Consignes =
1. Les affirmations (a), (b) et (c) concordent-elles avec le texte fourni ? (a) Les deux personnes s'écrivaient uniquement par la messagerie d'Instagram. (b) Caroline a accepté d'écrire un essai sur la mort. (c) La personne qui écrit compte rendre visite cet été à une amie à Copenhague. Répondez par oui ou non, puis citez telle quelle la phrase du texte qui tranche.
2. Traduisez en anglais cette phrase du texte fourni : « Je t’ai demandé si tu voulais écrire un essai sur la mort. »
3. D'après le texte fourni, pourquoi la personne qui écrit veut-elle lire ses contemporains et lire avant d'écrire ? Répondez en une à trois phrases.

───── Texte fourni

Nous avons commencé à nous lire, il y a un an ou deux. À nous écrire. Dans la messagerie d’Instagram, mais aussi dans des vraies de vraies lettres par la poste. Des lettres où on potinait sur le milieu littéraire un peu, où on s’envoyait des fleurs parfois et où on se relançait surtout, sans complaisance.

Je t’ai demandé une fois frontalement si tu voulais écrire un essai, sur ce qui venait trop tôt chez toi. Je t’ai demandé si tu voulais écrire un essai sur la mort. Tu as dit non. Je ne t’en ai jamais reparlé. Aujourd’hui, je comprends que tu as vécu cet essai, en lisant, en continuant. Tu m’as dit une fois que tu t’identifiais à cette amie que j’évoque dans un de mes livres, une amie qui me remet en question souvent, déménagée trop loin récemment. Et quand j’irai la visiter cet été à Copenhague, je penserai à toi. Vous, ces amies qui me confrontent, qui me questionnent, qui m’aiment.

Je penserai cet été à comment certaines personnes existent puissamment, dans chaque parole, généreuse de sagesse. À comment j’ai voulu être à la hauteur de certaines personnes dans ma vie, surtout des femmes ai-je l’impression, et à combien je veux vivre à la hauteur de toi, jusqu’à la fin, Caroline. Je veux lire mes contemporains, lire des gens de partout, lire avant d’écrire, toujours, pour ne pas devenir bête et assourdissant de bombage de torse crétin.

──────────
───── Données de l'exercice

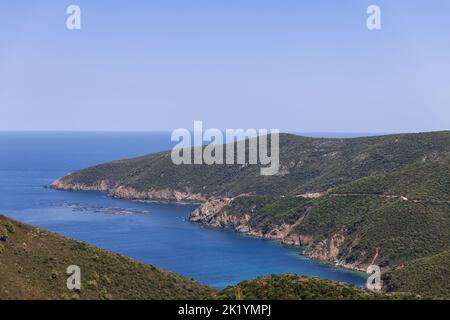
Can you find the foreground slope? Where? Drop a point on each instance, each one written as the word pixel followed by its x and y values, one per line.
pixel 292 287
pixel 33 265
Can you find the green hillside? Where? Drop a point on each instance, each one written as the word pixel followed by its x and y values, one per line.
pixel 384 200
pixel 33 265
pixel 429 275
pixel 292 287
pixel 428 180
pixel 307 165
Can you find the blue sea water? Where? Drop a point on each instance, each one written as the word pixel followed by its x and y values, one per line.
pixel 153 233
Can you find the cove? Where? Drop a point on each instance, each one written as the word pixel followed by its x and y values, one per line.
pixel 149 232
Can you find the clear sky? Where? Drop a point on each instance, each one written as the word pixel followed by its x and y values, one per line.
pixel 287 64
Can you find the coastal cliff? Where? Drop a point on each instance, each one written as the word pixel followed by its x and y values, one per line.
pixel 351 202
pixel 130 193
pixel 216 213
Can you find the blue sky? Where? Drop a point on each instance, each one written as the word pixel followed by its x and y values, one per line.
pixel 160 65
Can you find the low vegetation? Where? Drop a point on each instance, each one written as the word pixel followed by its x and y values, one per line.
pixel 292 287
pixel 33 265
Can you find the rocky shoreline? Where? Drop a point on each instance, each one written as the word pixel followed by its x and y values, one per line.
pixel 212 213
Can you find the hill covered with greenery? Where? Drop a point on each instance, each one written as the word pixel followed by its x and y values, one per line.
pixel 33 264
pixel 306 165
pixel 353 202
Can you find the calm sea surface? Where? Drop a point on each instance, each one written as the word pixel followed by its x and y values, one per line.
pixel 152 233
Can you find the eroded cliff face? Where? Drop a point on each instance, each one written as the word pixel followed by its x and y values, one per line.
pixel 130 193
pixel 214 213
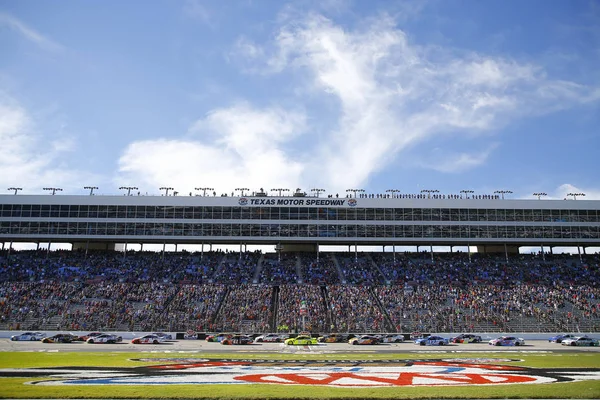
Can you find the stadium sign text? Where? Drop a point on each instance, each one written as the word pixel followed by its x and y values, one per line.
pixel 261 201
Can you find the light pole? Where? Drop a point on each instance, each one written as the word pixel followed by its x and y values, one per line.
pixel 429 192
pixel 128 188
pixel 355 191
pixel 503 192
pixel 242 190
pixel 280 190
pixel 54 190
pixel 166 189
pixel 91 189
pixel 204 190
pixel 575 195
pixel 317 191
pixel 467 192
pixel 393 192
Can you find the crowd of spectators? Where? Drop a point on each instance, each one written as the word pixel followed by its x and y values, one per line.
pixel 318 270
pixel 238 268
pixel 277 269
pixel 215 291
pixel 354 309
pixel 301 307
pixel 359 270
pixel 246 308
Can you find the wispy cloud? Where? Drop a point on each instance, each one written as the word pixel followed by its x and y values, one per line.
pixel 29 33
pixel 391 94
pixel 29 159
pixel 450 162
pixel 231 147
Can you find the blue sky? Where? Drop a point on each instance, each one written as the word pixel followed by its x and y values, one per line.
pixel 334 94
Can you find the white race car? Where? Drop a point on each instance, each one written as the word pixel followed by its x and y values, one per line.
pixel 165 336
pixel 391 338
pixel 29 336
pixel 507 341
pixel 105 338
pixel 148 339
pixel 580 341
pixel 432 341
pixel 270 338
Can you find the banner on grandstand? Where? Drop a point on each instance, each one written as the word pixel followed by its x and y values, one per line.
pixel 262 201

──────────

Réponses rédigées =
1.
(a) Non : « Dans la messagerie d’Instagram, mais aussi dans des vraies de vraies lettres par la poste. »
(b) Non : « Tu as dit non. »
(c) Oui : « Et quand j’irai la visiter cet été à Copenhague, je penserai à toi. »

2. I asked you if you wanted to write an essay about death.

3. Le but est de ne pas devenir « bête et assourdissant de bombage de torse crétin ». C'est la raison donnée au désir de lire ses contemporains, de lire des gens de partout et de toujours lire avant d'écrire.